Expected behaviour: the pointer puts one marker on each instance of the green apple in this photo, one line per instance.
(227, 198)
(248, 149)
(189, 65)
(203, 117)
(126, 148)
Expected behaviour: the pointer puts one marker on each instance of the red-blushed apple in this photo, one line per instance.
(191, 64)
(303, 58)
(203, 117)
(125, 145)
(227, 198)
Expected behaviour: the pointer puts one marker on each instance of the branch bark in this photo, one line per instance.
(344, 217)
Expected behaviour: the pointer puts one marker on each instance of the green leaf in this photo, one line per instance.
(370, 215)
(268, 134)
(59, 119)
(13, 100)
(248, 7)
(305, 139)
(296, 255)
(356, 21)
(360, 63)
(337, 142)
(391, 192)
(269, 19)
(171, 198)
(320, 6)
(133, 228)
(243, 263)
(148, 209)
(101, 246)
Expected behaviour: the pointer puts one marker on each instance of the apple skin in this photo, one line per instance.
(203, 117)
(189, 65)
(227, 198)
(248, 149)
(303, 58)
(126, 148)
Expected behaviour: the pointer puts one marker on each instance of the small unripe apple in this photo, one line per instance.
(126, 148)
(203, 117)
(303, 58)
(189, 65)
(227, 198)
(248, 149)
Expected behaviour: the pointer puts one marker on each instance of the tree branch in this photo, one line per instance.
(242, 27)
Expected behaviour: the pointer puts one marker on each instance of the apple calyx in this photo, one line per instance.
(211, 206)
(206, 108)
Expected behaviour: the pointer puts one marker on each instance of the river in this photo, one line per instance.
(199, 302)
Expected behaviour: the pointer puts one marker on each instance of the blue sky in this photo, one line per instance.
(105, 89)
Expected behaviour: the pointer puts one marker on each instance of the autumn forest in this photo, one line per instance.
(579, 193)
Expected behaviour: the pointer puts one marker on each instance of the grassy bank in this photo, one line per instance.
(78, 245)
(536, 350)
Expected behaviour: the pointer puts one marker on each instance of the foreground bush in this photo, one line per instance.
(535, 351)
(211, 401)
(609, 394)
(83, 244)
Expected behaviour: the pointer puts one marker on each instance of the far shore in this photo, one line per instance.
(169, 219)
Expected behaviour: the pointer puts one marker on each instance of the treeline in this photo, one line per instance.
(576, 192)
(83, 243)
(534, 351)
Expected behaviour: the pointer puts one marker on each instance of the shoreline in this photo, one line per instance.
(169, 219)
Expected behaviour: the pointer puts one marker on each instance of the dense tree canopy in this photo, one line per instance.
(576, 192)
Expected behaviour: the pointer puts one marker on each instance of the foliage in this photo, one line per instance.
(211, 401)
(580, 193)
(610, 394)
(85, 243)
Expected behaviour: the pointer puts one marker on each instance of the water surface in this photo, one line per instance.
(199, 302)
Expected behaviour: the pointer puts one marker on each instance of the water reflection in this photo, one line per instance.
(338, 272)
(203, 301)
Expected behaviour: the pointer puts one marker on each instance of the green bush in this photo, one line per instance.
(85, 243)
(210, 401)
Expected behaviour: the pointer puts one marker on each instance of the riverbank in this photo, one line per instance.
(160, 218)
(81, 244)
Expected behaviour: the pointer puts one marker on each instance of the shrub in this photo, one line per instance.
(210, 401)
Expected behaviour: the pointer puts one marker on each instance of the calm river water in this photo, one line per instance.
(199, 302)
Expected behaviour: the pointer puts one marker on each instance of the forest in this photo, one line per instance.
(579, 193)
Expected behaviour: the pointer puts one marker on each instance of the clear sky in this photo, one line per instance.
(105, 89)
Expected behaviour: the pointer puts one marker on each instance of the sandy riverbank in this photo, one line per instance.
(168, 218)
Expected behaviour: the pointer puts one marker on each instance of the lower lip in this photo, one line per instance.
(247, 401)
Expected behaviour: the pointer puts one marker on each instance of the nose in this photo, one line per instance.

══════════════════════════════

What needs to be done – Write out a word-for-word copy of every entry above.

Response to the task –
Expected behaviour: the pointer puts one marker on each instance of the green apple in this photo, one line per instance.
(227, 198)
(248, 149)
(189, 65)
(203, 117)
(126, 148)
Expected behaviour: the pointer puts one marker on each instance of the red-blushed apple in this photo, one line per instance.
(191, 64)
(303, 58)
(203, 117)
(125, 145)
(227, 198)
Expected behaviour: the pointer puts one marker on each instance of the branch bark in this photo, one line per instance.
(344, 217)
Expected behaviour: the pointer puts one marker on each instance of the green leaf in this photo, one line per instance.
(370, 215)
(268, 134)
(59, 119)
(13, 100)
(248, 7)
(305, 139)
(296, 255)
(356, 21)
(360, 63)
(337, 142)
(391, 192)
(269, 19)
(171, 198)
(320, 6)
(133, 228)
(243, 263)
(148, 209)
(101, 246)
Expected behaviour: the pointer puts one marker on each instance of the apple skin in this photo, one line per instance.
(203, 117)
(189, 65)
(227, 198)
(248, 149)
(303, 58)
(126, 148)
Expected behaviour: the pointer puts one marker on each instance of the small unripe apple in this photo, one line per instance.
(126, 148)
(203, 117)
(303, 58)
(189, 65)
(227, 198)
(248, 149)
Expected behaviour: the pointer puts one marker on each instance of the tree branch in this photo, one line per instance.
(242, 27)
Expected behaviour: the pointer puts one marker on each instance of the apple calyx in this photo, one line per instance.
(211, 206)
(206, 108)
Expected behaviour: the pointer puts one marker on each instance of the river in this photo, one line per instance.
(199, 302)
Expected behaviour: the pointer puts one marker on each instance of the blue sky in this photo, one line per instance.
(105, 89)
Expected behaviour: the pointer puts one marker on each instance of the autumn forest in this photo, one line per instance.
(579, 193)
Expected behaviour: the pointer puts one marker on each instance of the grassy bank in this photo, one line per instance.
(78, 245)
(536, 350)
Expected behaviour: the pointer puts one marker on each instance of the foreground bush in this photo, one line per instance.
(535, 351)
(211, 401)
(609, 394)
(83, 244)
Expected behaviour: the pointer puts one marker on each instance of the far shore in this photo, one line per instance.
(169, 219)
Expected behaviour: the pointer puts one marker on each instance of the treeline in this photo, one line per instance.
(576, 192)
(83, 243)
(534, 351)
Expected behaviour: the pointer puts one marker on each instance of the shoreline in this photo, one line per instance.
(169, 219)
Expected behaviour: the pointer puts one marker on each instance of the dense tree canopy in this photo, one line per instance.
(576, 192)
Expected behaviour: the pointer puts one marker on each instance of the foliage in this photo, one line per instance.
(211, 401)
(580, 193)
(610, 394)
(85, 243)
Expected behaviour: the pointer puts one marker on each instance of the water surface in this photo, one line per instance.
(199, 302)
Expected behaviour: the pointer puts one marker on each instance of the water reflection in this photo, one line per instance.
(338, 272)
(203, 301)
Expected behaviour: the pointer puts one marker on each instance of the green bush in this photo, one line per instance.
(85, 243)
(210, 401)
Expected behaviour: the pointer puts one marker on each instance of the riverbank in this photo, one line per instance.
(160, 218)
(81, 244)
Expected behaviour: the pointer puts one marker on each instance of the shrub in this photo, one line per instance.
(210, 401)
Expected behaviour: the pointer puts one marker on each instance of the calm river water in this photo, one line per instance.
(199, 302)
Expected behaviour: the pointer puts one marker on each instance of the forest in this photo, one line per instance.
(579, 193)
Expected behaviour: the pointer puts one marker on each instance of the clear sky in this photo, one line per instance.
(105, 89)
Expected behaviour: the pointer puts one marker on each instance of the sandy riverbank in this photo, one line per instance.
(168, 218)
Expected behaviour: the pointer puts one marker on each instance of the lower lip in this photo, one line per instance.
(247, 401)
Expected behaviour: the pointer puts one marker on each instance of the nose in this photo, one line per instance.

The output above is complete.